▶ Qué entregar:
Cambia "guardaespaldas" por "escolta" en el texto sobre Starr y Clinton y escribe todo lo que va desde "Obligar a declarar bajo" hasta "eran otros tiempos.".

El país creador de la democracia moderna, aquel donde se produjo la declaración de Virginia, viene introduciendo desde tiempo atrás prácticas jurídicas que amenazan seriamente derechos individuales sin los cuales la convivencia puede convertirse en un infierno. Los pactos entre fiscales y acusados, las prácticas inquisitivas que de éstos se derivan, la negación del secreto... y otros métodos propios del Santo Oficio introducen por la ventana, con nuevas y no menos perversas intenciones en sede judicial, la "caza de brujas" propia de aquella subcomisión senatorial que presidió McCarthy y que con buen criterio había sido sacada a escobazos democráticos por la puerta. Los usos de Starr, el fiscal especial que persigue sin tregua al ciudadano Clinton, se colocan ya en el disparate. Una tragedia para el derecho y para la política.Los últimos pasos de este gran inquisidor han consistido en: a) Obligar a declarar a los escoltas de Clinton acerca de la vida privada de éste. b) Pactar con la ex becaria Mónica Lewinsky una declaración contra Clinton a cambio de exonerarla de toda responsabilidad jurídica. c) La presentación como prueba de un vestido de la infrascripta en cuyo tejido quedarían añosos restos de una polución clintoniana.

Obligar a declarar bajo juramento a un guardaespaldas acerca de las idas y venidas de la persona protegida por él, en este caso Clinton, es exactamente igual, moral y jurídicamente, que hacerlo con un sacerdote ante el cual Clinton se hubiera confesado. Nadie, absolutamente nadie y en nombre de nada tiene derecho a obligar a otro a que rompa un secreto obtenido en el ejercicio de una función concebida precisamente bajo la obligación de la confidencialidad. No existe jurídica ni moralmente un bien superior a la obligación de guardar secreto sobre la información así obtenida. Una película norteamericana, aunque de director inglés, Yo confieso, planteaba este conflicto ético y lo resolvía adecuadamente, pero, según parece, eran otros tiempos.

La pretensión judicial, e incluso mediática, de hacer del mundo un espacio dominado por la transparencia, en el cual el juez o el público tienen derecho a saberlo todo de todos, donde se destruyan la confidencialidad y el secreto, donde se imponga por la fuerza la práctica de la confesión general, es un proyecto, digámoslo de una vez, totalitario.

▶ Registros del conjunto:
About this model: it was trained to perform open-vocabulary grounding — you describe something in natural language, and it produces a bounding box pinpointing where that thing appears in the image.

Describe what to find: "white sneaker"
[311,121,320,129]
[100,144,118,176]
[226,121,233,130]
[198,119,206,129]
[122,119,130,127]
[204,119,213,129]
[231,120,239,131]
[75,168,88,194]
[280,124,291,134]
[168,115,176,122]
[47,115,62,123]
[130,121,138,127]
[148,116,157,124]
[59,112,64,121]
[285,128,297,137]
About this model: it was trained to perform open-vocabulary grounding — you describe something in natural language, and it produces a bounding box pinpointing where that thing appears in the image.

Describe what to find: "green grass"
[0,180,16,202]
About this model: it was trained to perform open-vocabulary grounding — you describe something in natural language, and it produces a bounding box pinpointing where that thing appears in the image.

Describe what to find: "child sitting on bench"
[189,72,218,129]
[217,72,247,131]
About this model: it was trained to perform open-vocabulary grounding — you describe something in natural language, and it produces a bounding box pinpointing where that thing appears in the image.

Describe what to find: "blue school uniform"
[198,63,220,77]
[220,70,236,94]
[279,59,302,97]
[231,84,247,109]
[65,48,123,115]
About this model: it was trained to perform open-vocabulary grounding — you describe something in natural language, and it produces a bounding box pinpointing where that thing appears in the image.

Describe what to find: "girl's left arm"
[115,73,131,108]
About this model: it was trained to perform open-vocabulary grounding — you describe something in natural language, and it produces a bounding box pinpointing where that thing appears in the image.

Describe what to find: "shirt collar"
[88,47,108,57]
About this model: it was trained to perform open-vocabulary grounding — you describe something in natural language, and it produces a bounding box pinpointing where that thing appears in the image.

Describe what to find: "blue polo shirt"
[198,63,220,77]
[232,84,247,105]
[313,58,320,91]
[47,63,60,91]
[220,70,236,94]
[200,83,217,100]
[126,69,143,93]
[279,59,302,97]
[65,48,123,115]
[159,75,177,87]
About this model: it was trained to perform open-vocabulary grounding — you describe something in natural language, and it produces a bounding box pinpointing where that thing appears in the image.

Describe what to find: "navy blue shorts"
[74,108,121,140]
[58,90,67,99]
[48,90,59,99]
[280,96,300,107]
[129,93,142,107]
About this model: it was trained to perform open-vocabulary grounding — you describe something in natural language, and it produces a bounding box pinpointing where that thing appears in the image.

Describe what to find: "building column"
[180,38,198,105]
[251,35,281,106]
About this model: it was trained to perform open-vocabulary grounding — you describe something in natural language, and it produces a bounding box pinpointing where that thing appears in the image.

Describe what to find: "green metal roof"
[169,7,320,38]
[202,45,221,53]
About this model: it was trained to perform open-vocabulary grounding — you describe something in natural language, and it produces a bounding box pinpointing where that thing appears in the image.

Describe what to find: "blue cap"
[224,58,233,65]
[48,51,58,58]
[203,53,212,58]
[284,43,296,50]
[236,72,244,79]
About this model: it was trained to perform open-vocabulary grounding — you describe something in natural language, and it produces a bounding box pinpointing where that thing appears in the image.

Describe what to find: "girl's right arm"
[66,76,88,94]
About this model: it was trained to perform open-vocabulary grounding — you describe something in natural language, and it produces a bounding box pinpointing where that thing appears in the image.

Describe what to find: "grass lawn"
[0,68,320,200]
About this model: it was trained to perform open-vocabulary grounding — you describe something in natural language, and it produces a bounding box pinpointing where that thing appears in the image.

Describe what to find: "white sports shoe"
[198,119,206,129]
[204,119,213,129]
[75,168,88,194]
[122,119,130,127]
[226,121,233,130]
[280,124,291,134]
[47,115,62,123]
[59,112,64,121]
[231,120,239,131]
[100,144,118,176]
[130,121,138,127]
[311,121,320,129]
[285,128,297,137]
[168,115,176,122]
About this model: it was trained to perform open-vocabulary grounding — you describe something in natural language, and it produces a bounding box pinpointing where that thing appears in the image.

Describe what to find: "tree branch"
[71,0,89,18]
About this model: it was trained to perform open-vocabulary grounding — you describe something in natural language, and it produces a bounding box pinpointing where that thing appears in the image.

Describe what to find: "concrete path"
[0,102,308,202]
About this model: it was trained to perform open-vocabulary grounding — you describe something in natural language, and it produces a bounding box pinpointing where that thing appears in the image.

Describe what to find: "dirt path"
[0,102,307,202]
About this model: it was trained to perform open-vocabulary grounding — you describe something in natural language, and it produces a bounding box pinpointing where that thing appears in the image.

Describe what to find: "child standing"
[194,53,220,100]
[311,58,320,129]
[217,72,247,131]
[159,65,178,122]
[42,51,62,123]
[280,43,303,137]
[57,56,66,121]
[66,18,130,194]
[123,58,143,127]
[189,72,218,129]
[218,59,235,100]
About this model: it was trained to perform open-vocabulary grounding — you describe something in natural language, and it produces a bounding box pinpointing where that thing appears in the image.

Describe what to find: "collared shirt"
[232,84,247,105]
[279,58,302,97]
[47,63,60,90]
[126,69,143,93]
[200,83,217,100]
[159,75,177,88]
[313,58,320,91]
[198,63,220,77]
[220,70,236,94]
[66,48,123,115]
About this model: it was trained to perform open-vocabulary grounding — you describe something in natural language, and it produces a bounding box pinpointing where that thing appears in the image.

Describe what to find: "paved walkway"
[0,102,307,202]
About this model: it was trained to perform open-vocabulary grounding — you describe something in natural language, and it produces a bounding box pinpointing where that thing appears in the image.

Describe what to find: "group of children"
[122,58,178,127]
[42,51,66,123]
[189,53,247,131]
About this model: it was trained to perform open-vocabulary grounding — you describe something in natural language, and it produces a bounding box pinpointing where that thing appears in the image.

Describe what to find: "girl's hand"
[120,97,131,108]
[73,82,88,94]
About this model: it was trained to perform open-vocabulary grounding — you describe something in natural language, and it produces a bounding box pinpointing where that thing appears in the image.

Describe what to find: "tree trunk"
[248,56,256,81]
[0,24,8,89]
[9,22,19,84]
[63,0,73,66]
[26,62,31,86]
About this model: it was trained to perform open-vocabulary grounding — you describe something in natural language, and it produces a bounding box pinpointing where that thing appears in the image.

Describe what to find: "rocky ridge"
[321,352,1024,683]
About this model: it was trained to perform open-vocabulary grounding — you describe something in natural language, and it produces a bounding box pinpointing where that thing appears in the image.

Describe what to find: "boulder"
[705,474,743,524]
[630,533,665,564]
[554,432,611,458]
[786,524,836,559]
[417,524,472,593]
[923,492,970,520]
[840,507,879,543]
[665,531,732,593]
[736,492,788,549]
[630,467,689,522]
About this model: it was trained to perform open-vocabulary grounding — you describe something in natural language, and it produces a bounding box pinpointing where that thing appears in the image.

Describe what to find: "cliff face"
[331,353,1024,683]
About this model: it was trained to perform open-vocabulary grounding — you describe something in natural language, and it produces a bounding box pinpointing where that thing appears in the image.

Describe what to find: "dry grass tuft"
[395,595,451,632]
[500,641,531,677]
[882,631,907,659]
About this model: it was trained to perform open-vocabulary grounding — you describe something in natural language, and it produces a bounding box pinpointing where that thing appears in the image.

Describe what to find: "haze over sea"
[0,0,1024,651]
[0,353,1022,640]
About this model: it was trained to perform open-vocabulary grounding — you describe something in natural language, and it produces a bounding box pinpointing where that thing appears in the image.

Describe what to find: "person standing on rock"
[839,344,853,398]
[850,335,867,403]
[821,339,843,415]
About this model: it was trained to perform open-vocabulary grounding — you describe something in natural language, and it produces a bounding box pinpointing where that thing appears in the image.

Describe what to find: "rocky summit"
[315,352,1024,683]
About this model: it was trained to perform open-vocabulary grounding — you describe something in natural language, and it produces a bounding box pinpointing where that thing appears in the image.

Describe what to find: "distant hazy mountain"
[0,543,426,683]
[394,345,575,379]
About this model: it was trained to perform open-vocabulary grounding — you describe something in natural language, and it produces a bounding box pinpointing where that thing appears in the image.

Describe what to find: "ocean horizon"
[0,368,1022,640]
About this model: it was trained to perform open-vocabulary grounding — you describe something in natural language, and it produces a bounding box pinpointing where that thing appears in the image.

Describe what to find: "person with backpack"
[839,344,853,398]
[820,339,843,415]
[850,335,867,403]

▶ Respuesta al ejercicio:
Obligar a declarar bajo juramento a un escolta acerca de las idas y venidas de la persona protegida por él, en este caso Clinton, es exactamente igual, moral y jurídicamente, que hacerlo con un sacerdote ante el cual Clinton se hubiera confesado. Nadie, absolutamente nadie y en nombre de nada tiene derecho a obligar a otro a que rompa un secreto obtenido en el ejercicio de una función concebida precisamente bajo la obligación de la confidencialidad. No existe jurídica ni moralmente un bien superior a la obligación de guardar secreto sobre la información así obtenida. Una película norteamericana, aunque de director inglés, Yo confieso, planteaba este conflicto ético y lo resolvía adecuadamente, pero, según parece, eran otros tiempos.